Top of Records supplied

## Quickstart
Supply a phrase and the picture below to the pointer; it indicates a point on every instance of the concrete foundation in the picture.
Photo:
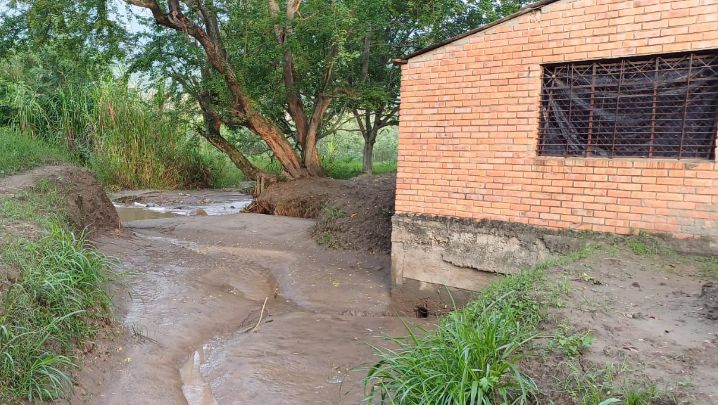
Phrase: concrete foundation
(468, 254)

Bottom of Records supplied

Omit the pictures; restate every entry word for word.

## Quickstart
Supply a phrase and the picture below to the pointer; it indicates a point on every instance of the concrete foundation in the picture.
Photo:
Phrase: concrete foundation
(468, 254)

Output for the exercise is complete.